## [Task requirements]
Pictures aside, quote the whole listing exactly.

# start of Input for this task

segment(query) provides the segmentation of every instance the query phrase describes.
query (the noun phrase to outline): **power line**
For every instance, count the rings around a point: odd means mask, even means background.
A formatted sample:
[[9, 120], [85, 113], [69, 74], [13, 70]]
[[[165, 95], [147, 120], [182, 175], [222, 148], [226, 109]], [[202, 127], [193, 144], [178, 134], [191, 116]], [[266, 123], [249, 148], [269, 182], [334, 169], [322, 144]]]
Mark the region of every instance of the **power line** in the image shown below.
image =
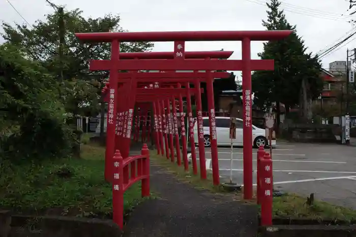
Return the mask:
[[[319, 56], [319, 58], [322, 58], [325, 56], [327, 56], [328, 54], [330, 54], [333, 51], [336, 51], [336, 50], [338, 50], [338, 49], [340, 49], [339, 46], [340, 46], [342, 44], [343, 44], [344, 43], [345, 43], [346, 41], [347, 41], [351, 37], [353, 36], [354, 35], [356, 35], [356, 31], [353, 32], [352, 33], [348, 36], [347, 37], [339, 42], [338, 43], [336, 44], [335, 45], [334, 45], [333, 47], [330, 47], [329, 49], [328, 49], [327, 50], [324, 51], [323, 53], [320, 54], [320, 55], [318, 55]], [[348, 42], [345, 45], [347, 45], [348, 44], [350, 43], [351, 42], [354, 41], [355, 39], [356, 39], [356, 37], [353, 38], [353, 39], [351, 39], [349, 42]], [[339, 48], [337, 49], [337, 48], [339, 47]]]
[[57, 10], [60, 8], [60, 7], [58, 7], [57, 5], [56, 5], [54, 3], [51, 3], [48, 0], [46, 0], [46, 2], [48, 3], [48, 4], [50, 5], [50, 6], [52, 7], [52, 8], [53, 8], [53, 9], [54, 9], [55, 10]]
[[345, 37], [346, 37], [347, 36], [348, 36], [349, 34], [350, 33], [351, 31], [352, 31], [353, 30], [354, 30], [355, 29], [356, 29], [356, 27], [352, 27], [352, 28], [351, 29], [350, 29], [349, 31], [348, 31], [347, 32], [346, 32], [346, 33], [345, 33], [345, 34], [344, 34], [343, 36], [342, 36], [342, 37], [340, 37], [340, 38], [338, 39], [337, 40], [335, 40], [335, 41], [334, 41], [334, 42], [333, 42], [333, 43], [332, 43], [331, 44], [330, 44], [329, 45], [327, 45], [327, 46], [325, 47], [325, 48], [324, 48], [322, 49], [320, 49], [320, 50], [319, 50], [317, 53], [315, 53], [314, 55], [315, 55], [315, 54], [320, 54], [322, 52], [324, 52], [324, 51], [325, 51], [325, 50], [327, 50], [327, 49], [329, 48], [330, 47], [330, 45], [334, 45], [335, 44], [336, 44], [338, 41], [341, 40], [343, 38], [345, 38]]
[[[6, 0], [6, 2], [7, 2], [9, 4], [10, 4], [12, 8], [14, 9], [14, 10], [17, 13], [17, 14], [21, 17], [21, 18], [26, 22], [26, 23], [31, 28], [33, 28], [33, 26], [25, 19], [24, 17], [21, 15], [21, 13], [20, 13], [20, 12], [19, 12], [17, 9], [15, 7], [14, 5], [13, 5], [11, 3], [10, 3], [9, 0]], [[48, 48], [48, 47], [46, 46], [46, 45], [44, 45], [42, 43], [40, 43], [40, 44], [45, 49], [46, 49], [50, 53], [53, 54], [55, 54], [55, 53], [54, 53], [51, 49]]]
[[[254, 3], [256, 4], [258, 4], [260, 5], [264, 6], [266, 6], [266, 3], [265, 2], [261, 2], [259, 0], [245, 0], [247, 2], [249, 2], [250, 3]], [[284, 4], [285, 5], [285, 4]], [[314, 11], [317, 11], [317, 10], [315, 10], [314, 9], [307, 9], [306, 8], [305, 9], [297, 9], [296, 7], [294, 7], [294, 6], [288, 6], [288, 5], [285, 5], [285, 7], [287, 7], [288, 8], [290, 8], [291, 9], [288, 9], [287, 8], [285, 8], [283, 9], [283, 11], [285, 11], [286, 12], [292, 12], [293, 13], [298, 14], [300, 14], [300, 15], [303, 15], [305, 16], [310, 16], [312, 17], [315, 17], [315, 18], [321, 18], [321, 19], [325, 19], [327, 20], [336, 20], [336, 21], [344, 21], [345, 22], [352, 22], [352, 21], [351, 20], [348, 20], [348, 19], [350, 19], [350, 17], [343, 17], [342, 16], [338, 16], [337, 15], [325, 15], [325, 13], [323, 13], [323, 12], [320, 11], [320, 12], [312, 12], [311, 11], [311, 10], [314, 10]], [[299, 8], [301, 8], [301, 7], [298, 7]], [[306, 12], [306, 9], [309, 9], [309, 12]]]
[[21, 13], [20, 13], [20, 12], [18, 11], [17, 11], [17, 9], [16, 9], [16, 8], [15, 7], [14, 7], [14, 5], [13, 5], [11, 3], [10, 3], [9, 0], [6, 0], [6, 2], [7, 2], [8, 3], [9, 3], [9, 4], [10, 5], [10, 6], [12, 7], [12, 8], [14, 9], [14, 10], [17, 13], [17, 14], [19, 15], [19, 16], [20, 16], [21, 17], [21, 18], [22, 18], [22, 20], [23, 20], [25, 21], [25, 22], [26, 22], [27, 23], [27, 25], [28, 25], [29, 26], [32, 26], [31, 25], [31, 24], [30, 23], [29, 23], [27, 20], [26, 20], [25, 18], [23, 17], [23, 16], [22, 16], [22, 15], [21, 14]]

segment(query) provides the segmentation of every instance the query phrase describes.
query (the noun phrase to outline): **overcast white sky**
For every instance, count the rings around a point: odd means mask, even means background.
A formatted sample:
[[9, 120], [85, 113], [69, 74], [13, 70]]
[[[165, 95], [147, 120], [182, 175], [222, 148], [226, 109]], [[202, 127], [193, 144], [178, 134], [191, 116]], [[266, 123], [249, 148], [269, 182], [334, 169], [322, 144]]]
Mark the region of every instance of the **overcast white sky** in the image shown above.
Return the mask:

# end of Input for this task

## [Task answer]
segment(query) provides the segmentation of every instance the query phrase describes.
query (the noun phrase to outline): **power line**
For every instance, count the rings around a point: odd means mask, even means background.
A formatted sample:
[[9, 120], [85, 113], [69, 74], [13, 70]]
[[[165, 95], [147, 120], [182, 175], [222, 148], [226, 109]], [[202, 127], [193, 144], [178, 134], [191, 116]], [[266, 123], [249, 148], [269, 182], [334, 169], [322, 144]]]
Mark the region of every instance of the **power line** in the image shown below.
image =
Return the mask:
[[[319, 56], [319, 58], [322, 58], [325, 56], [327, 56], [328, 54], [330, 54], [333, 51], [336, 51], [336, 50], [338, 50], [338, 49], [340, 49], [339, 46], [340, 46], [342, 44], [343, 44], [344, 43], [345, 43], [346, 41], [347, 41], [351, 37], [353, 36], [354, 35], [356, 35], [356, 31], [353, 32], [352, 33], [348, 36], [347, 37], [339, 42], [338, 43], [336, 44], [335, 45], [334, 45], [333, 47], [330, 47], [329, 49], [328, 49], [327, 50], [324, 51], [323, 53], [320, 54], [320, 55], [318, 55]], [[348, 42], [345, 45], [347, 45], [348, 44], [350, 43], [351, 42], [354, 41], [355, 39], [356, 39], [356, 37], [353, 38], [353, 39], [351, 39], [349, 42]], [[339, 48], [337, 49], [337, 48], [339, 47]]]
[[57, 10], [60, 8], [60, 7], [58, 7], [57, 5], [56, 5], [54, 3], [51, 3], [48, 0], [46, 0], [46, 2], [48, 3], [48, 4], [50, 5], [50, 6], [52, 7], [52, 8], [53, 8], [53, 9], [54, 9], [55, 10]]
[[345, 37], [346, 37], [347, 36], [348, 36], [349, 34], [350, 33], [351, 31], [352, 31], [353, 30], [354, 30], [355, 29], [356, 29], [356, 27], [352, 27], [352, 28], [351, 29], [350, 29], [349, 31], [348, 31], [347, 32], [346, 32], [346, 33], [345, 33], [345, 34], [344, 34], [343, 36], [342, 36], [342, 37], [340, 37], [340, 38], [338, 39], [337, 40], [335, 40], [335, 41], [334, 41], [334, 42], [333, 42], [333, 43], [332, 43], [331, 44], [330, 44], [329, 45], [327, 45], [327, 46], [325, 47], [325, 48], [324, 48], [322, 49], [320, 49], [320, 50], [319, 50], [317, 53], [315, 53], [314, 55], [315, 55], [315, 54], [320, 54], [322, 52], [324, 52], [324, 51], [325, 51], [325, 50], [327, 50], [327, 49], [329, 48], [330, 47], [330, 45], [334, 45], [335, 44], [336, 44], [338, 41], [341, 40], [343, 38], [345, 38]]
[[[6, 0], [6, 2], [7, 2], [9, 4], [10, 4], [12, 8], [14, 9], [14, 10], [17, 13], [17, 14], [21, 17], [21, 18], [26, 22], [26, 23], [31, 28], [33, 28], [33, 26], [25, 19], [24, 17], [21, 15], [21, 13], [20, 13], [20, 12], [19, 12], [17, 9], [15, 7], [14, 5], [13, 5], [11, 3], [10, 3], [9, 0]], [[48, 48], [48, 47], [46, 46], [46, 45], [44, 45], [42, 43], [40, 43], [40, 44], [45, 49], [46, 49], [50, 53], [53, 54], [55, 54], [55, 53], [54, 53], [51, 49]]]
[[[254, 3], [256, 4], [258, 4], [260, 5], [264, 6], [266, 6], [266, 3], [265, 2], [261, 2], [259, 0], [245, 0], [247, 2], [249, 2], [250, 3]], [[284, 4], [285, 5], [285, 4]], [[314, 11], [317, 11], [317, 10], [315, 10], [314, 9], [307, 9], [306, 8], [305, 9], [297, 9], [296, 7], [294, 7], [294, 6], [288, 6], [288, 5], [285, 5], [285, 7], [287, 7], [288, 8], [290, 8], [291, 9], [288, 9], [287, 8], [285, 8], [283, 9], [283, 11], [285, 11], [286, 12], [292, 12], [293, 13], [298, 14], [300, 14], [300, 15], [303, 15], [305, 16], [310, 16], [312, 17], [315, 17], [315, 18], [321, 18], [321, 19], [325, 19], [327, 20], [336, 20], [336, 21], [344, 21], [345, 22], [352, 22], [352, 21], [351, 20], [348, 20], [348, 19], [350, 19], [350, 17], [343, 17], [342, 16], [338, 16], [337, 15], [325, 15], [325, 13], [323, 13], [323, 12], [320, 11], [320, 12], [312, 12], [311, 11], [311, 10], [314, 10]], [[299, 8], [301, 8], [301, 7], [298, 7]], [[306, 12], [306, 9], [309, 9], [309, 12]]]
[[21, 13], [20, 13], [20, 12], [18, 11], [17, 11], [17, 9], [16, 9], [16, 8], [15, 7], [14, 7], [14, 5], [13, 5], [11, 3], [10, 3], [9, 0], [6, 0], [6, 2], [7, 2], [8, 3], [9, 3], [9, 4], [10, 5], [10, 6], [12, 7], [12, 8], [14, 9], [14, 10], [17, 13], [17, 14], [19, 15], [19, 16], [20, 16], [21, 17], [21, 18], [22, 18], [22, 20], [23, 20], [25, 21], [25, 22], [26, 22], [27, 23], [27, 25], [28, 25], [29, 26], [32, 26], [31, 25], [31, 24], [30, 23], [29, 23], [27, 20], [26, 20], [25, 18], [23, 17], [23, 16], [22, 16], [22, 15], [21, 14]]

segment(query) provides the segmentation of every instance the query phrase describes.
query (the noun phrase to outline): **overcast white sky**
For every instance, count the rings around a point: odd means mask, even means background.
A formatted sample:
[[9, 120], [85, 113], [69, 74], [13, 70]]
[[[165, 95], [147, 120], [182, 175], [222, 148], [226, 109]], [[202, 127], [193, 144], [178, 134], [191, 116]], [[266, 123], [249, 148], [269, 182], [334, 169], [322, 144]]]
Mark the region of every instance of the **overcast white sky** in the image shown above.
Return the mask:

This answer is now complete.